President Deby’s rule just like Habre marked by rights violations.

President Idriss Deby was a military general in the Chadian army and has been in power since ousting President Hissene Habre in a rebellion he staged from Sudan. Former President Habre has been accused of "widespread political killings, systematic torture, ethnic purging and thousands of arbitrary arrests" and is now facing charges of crimes against humanity in Senegal. He has himself survived attempts to oust him. President Deby has since changed the constitution getting rid of presidential term limits.

Habre chief of military.

Deby was Habre’s chief of the military and credited for using tactics that defeated and caused heavy causality to Libyan forces is eastern Chad. He received training from France and was at one time President Habre’s national security advisor before being implicated in a coup with Interior Minister Mahatma Itno and Chief of the Army Hassan Djamous, that saw a systematic killing, torture, and imprisonment of members of their Zaghawa tribe.

[Provided information]
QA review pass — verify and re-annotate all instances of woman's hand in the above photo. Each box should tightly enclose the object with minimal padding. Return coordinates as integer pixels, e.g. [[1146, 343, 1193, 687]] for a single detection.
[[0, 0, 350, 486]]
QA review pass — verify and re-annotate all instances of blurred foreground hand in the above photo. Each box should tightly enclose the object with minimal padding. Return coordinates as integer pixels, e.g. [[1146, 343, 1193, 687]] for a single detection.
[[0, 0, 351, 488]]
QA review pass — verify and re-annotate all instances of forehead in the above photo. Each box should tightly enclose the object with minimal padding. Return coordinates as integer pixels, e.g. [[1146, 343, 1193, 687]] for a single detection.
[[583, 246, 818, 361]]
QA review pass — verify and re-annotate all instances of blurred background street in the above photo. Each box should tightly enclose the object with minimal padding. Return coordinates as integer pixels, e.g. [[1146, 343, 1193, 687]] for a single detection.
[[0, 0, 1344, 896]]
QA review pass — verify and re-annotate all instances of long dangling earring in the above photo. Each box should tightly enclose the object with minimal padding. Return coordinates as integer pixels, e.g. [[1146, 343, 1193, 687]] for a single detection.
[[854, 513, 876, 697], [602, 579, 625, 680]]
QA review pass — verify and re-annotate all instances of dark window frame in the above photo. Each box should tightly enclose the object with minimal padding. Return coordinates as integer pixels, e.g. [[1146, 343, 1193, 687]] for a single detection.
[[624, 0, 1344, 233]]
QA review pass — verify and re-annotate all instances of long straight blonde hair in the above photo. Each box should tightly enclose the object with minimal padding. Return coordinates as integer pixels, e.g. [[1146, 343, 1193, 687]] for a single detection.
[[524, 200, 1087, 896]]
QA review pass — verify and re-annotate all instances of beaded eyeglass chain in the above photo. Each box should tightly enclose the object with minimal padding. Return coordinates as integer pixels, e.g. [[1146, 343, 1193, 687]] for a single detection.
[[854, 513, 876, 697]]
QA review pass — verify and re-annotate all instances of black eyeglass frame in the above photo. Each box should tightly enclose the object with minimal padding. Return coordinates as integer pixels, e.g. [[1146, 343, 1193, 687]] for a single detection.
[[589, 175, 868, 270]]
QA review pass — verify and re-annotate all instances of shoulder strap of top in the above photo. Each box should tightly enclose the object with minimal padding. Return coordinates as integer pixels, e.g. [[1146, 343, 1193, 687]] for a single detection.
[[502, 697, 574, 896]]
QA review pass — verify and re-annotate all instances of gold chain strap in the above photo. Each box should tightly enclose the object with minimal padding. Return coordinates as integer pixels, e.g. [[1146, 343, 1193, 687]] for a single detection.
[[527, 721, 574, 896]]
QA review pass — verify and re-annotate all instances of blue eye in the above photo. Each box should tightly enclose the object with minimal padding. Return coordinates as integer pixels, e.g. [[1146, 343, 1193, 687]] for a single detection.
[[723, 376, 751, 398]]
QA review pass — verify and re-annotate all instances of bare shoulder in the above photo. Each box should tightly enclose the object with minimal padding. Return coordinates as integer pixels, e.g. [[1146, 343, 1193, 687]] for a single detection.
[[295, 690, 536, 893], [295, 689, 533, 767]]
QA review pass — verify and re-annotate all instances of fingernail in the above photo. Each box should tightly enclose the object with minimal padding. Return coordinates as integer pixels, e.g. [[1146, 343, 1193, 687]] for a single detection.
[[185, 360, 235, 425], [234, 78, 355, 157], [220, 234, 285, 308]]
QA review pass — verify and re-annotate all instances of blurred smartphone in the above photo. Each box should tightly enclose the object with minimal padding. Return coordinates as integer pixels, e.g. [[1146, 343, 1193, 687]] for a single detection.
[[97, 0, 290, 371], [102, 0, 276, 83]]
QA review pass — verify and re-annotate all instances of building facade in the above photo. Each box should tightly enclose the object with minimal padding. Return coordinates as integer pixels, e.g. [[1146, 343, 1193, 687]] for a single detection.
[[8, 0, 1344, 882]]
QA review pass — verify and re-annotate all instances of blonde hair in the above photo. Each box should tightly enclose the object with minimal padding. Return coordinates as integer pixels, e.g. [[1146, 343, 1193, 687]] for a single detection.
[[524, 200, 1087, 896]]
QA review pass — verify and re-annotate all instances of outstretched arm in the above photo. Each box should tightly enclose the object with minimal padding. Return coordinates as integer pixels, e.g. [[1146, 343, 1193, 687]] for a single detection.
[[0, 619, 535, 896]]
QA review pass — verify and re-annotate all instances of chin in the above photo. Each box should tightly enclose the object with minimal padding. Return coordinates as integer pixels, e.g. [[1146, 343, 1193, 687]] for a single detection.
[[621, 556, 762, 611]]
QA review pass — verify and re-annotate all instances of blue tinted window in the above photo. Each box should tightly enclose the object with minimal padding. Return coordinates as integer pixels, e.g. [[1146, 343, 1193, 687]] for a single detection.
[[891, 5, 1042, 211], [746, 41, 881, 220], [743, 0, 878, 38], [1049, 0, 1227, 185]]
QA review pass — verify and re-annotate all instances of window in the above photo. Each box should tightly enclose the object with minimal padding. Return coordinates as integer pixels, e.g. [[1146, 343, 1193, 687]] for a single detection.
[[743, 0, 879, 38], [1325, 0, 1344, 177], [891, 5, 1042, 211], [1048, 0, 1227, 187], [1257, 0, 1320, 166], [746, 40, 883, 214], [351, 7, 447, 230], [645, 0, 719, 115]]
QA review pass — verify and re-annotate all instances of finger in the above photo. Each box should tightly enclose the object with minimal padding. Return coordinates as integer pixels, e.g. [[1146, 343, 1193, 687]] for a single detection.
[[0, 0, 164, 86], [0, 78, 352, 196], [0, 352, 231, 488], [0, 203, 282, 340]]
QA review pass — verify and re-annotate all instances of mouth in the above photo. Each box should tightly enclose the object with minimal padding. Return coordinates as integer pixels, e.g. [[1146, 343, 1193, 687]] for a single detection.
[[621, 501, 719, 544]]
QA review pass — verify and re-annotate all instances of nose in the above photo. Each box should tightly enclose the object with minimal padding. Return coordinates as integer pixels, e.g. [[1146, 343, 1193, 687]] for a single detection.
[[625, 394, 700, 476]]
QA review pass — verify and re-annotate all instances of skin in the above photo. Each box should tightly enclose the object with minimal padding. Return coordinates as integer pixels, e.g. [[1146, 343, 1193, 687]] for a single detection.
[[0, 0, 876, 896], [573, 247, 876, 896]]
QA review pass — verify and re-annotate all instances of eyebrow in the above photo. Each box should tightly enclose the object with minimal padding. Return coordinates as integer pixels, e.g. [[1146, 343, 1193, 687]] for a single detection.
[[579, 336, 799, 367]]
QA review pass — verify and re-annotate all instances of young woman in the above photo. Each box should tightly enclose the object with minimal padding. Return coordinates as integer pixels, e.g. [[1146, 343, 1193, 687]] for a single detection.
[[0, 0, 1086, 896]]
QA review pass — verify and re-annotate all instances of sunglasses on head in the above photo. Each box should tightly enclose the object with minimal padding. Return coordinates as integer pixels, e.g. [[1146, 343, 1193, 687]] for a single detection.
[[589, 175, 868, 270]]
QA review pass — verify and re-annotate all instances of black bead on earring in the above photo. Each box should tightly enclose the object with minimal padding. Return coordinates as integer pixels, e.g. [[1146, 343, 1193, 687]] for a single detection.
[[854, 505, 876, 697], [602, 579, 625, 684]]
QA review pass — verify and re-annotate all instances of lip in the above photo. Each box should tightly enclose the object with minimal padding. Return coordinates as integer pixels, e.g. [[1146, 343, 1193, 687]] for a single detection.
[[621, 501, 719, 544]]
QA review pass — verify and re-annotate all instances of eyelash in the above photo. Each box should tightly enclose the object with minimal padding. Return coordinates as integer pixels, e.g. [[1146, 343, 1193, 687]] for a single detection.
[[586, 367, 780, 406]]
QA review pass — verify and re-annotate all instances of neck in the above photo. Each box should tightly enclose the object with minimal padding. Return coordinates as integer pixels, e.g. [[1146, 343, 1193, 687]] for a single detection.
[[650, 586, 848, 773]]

[Exercise instructions] Say whether each statement agrees with the text about President Deby, answering yes or no and quoting the deciding words of that text. 1. Deby came to power by ousting Habre in a rebellion staged from Sudan. 2. Deby left presidential term limits in place. 3. Deby received training from France.

[Reply to the task]
1. Yes: "has been in power since ousting President Hissene Habre in a rebellion he staged from Sudan"
2. No: "President Deby has since changed the constitution getting rid of presidential term limits."
3. Yes: "He received training from France"